Provided records

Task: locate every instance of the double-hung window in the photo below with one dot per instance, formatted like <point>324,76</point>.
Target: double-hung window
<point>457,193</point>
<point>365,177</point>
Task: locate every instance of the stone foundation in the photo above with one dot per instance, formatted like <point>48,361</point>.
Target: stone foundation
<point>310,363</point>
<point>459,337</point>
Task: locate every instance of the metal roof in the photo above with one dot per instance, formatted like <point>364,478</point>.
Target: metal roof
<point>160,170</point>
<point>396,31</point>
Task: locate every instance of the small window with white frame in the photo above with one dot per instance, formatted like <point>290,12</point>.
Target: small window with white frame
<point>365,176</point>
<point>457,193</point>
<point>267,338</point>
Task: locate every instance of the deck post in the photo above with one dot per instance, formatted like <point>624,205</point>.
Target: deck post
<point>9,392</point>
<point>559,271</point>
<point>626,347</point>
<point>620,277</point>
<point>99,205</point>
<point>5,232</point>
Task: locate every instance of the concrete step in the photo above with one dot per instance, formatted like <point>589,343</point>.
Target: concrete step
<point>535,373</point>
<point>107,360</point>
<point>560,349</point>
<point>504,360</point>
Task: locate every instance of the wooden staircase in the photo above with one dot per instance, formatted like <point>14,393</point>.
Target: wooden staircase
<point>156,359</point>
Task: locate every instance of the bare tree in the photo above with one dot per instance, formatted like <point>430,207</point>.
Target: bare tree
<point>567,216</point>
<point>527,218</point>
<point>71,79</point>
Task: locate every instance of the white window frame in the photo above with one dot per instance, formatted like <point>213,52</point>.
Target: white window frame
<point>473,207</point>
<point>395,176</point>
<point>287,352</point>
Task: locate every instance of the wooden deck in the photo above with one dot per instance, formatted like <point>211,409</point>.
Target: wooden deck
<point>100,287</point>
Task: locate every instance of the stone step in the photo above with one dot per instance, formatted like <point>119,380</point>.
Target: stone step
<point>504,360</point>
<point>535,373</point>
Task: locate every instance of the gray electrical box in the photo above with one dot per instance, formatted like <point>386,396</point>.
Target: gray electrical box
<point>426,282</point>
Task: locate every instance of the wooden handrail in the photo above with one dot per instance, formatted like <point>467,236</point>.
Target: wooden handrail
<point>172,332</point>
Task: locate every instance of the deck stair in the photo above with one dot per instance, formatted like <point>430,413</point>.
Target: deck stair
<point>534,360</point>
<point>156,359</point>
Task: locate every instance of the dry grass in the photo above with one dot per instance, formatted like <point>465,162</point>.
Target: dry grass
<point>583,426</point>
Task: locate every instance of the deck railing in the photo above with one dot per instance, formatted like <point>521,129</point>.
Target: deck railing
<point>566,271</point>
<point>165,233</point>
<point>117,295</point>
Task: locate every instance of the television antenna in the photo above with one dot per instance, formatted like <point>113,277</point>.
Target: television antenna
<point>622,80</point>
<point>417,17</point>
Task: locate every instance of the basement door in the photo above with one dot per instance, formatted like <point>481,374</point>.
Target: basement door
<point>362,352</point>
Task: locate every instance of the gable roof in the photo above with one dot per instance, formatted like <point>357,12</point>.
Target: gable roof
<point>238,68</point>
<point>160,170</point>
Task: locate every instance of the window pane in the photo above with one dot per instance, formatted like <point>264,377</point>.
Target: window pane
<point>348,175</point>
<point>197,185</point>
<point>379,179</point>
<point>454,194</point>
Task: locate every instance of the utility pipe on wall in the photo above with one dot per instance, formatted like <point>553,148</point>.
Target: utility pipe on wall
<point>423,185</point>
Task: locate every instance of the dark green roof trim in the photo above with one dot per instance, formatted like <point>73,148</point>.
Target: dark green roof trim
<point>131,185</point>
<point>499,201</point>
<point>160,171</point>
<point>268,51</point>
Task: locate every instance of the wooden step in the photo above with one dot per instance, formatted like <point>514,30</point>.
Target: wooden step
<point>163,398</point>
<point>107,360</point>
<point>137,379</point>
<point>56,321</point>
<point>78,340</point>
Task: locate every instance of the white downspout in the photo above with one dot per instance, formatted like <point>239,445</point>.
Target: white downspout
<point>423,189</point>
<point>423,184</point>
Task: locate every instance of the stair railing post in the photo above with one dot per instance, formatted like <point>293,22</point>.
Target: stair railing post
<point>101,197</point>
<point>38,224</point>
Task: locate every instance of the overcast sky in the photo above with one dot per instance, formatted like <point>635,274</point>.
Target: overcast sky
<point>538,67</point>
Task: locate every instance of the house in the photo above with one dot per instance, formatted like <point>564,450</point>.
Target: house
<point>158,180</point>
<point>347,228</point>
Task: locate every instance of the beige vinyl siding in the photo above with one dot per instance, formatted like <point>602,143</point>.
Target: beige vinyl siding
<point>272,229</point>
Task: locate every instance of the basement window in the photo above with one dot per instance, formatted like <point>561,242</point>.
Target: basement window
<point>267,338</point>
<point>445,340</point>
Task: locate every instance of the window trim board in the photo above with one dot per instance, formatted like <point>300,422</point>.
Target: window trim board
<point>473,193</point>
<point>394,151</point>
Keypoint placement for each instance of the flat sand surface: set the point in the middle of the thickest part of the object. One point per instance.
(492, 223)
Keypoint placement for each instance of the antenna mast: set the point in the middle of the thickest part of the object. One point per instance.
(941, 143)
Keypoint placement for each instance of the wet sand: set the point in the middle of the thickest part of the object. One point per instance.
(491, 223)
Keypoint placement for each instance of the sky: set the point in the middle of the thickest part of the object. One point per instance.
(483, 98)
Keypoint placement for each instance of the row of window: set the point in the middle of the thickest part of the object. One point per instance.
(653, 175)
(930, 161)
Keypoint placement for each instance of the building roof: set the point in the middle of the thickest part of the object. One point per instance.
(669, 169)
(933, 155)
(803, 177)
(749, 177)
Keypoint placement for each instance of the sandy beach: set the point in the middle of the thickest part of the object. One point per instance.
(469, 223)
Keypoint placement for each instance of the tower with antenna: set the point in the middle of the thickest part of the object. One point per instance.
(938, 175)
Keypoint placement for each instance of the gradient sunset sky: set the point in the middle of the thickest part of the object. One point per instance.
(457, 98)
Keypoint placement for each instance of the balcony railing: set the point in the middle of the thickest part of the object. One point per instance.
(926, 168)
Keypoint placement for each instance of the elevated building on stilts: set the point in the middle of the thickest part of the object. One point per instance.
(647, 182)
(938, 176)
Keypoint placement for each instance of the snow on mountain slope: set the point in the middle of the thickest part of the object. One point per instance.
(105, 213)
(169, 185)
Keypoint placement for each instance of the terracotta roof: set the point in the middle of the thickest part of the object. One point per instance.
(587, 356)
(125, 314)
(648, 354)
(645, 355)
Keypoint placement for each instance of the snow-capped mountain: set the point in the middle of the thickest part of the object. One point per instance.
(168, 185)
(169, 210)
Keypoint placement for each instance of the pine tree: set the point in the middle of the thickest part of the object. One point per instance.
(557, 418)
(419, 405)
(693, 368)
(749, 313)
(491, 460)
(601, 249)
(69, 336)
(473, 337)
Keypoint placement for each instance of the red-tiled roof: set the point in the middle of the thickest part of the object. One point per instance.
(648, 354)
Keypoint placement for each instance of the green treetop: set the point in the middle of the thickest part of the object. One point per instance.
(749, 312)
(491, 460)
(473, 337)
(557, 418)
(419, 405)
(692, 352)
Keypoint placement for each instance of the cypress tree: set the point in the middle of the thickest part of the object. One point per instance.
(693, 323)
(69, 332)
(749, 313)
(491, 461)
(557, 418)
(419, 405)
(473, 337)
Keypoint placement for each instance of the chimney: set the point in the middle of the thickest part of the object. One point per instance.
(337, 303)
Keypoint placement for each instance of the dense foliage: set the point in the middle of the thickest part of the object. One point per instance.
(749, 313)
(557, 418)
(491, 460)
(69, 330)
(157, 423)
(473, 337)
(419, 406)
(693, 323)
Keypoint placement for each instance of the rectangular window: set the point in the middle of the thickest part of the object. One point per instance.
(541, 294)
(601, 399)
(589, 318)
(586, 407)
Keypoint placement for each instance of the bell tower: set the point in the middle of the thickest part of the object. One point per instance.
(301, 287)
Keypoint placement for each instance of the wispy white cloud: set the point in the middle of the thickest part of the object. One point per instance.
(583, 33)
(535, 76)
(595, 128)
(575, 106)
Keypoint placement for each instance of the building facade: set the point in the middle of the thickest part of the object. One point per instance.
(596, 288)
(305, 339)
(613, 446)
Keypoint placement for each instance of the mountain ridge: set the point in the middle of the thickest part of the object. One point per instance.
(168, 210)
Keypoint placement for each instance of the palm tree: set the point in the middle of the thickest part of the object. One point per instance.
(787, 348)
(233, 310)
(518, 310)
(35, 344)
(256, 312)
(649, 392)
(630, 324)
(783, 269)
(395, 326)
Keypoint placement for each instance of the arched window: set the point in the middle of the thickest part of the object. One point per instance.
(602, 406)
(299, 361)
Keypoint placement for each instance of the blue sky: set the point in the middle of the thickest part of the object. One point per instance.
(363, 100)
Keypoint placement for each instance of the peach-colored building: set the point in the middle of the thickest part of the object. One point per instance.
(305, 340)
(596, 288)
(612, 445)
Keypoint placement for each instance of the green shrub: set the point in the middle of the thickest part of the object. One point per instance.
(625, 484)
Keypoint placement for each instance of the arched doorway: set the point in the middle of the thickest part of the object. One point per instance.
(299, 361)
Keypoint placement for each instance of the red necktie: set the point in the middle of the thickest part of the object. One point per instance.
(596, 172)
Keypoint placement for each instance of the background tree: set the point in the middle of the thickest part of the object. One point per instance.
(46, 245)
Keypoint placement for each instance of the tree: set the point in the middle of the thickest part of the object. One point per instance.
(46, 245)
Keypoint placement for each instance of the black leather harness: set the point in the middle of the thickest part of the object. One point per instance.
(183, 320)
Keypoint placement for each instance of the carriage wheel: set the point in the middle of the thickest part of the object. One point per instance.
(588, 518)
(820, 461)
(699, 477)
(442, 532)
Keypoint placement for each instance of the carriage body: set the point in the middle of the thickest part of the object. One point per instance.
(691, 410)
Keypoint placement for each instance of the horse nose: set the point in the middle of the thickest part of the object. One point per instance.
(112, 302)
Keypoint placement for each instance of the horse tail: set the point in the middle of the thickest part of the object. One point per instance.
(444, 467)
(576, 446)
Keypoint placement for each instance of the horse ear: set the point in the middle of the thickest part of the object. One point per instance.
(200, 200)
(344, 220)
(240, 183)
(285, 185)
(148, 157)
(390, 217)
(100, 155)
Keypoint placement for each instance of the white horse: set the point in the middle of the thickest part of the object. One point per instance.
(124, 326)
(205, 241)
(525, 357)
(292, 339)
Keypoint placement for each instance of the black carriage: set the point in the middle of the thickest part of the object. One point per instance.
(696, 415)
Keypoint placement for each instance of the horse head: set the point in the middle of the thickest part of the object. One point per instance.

Task description
Give back exactly the material above from its opening line to the line bearing "Task: locate every instance of the stone foundation".

Solution below
Task: locate every instance of the double-hung window in the photo below with one dot per instance, formatted like <point>324,76</point>.
Target: double-hung window
<point>457,193</point>
<point>365,177</point>
Task: locate every instance of the stone foundation in the photo above with one dot per instance, formatted like <point>48,361</point>.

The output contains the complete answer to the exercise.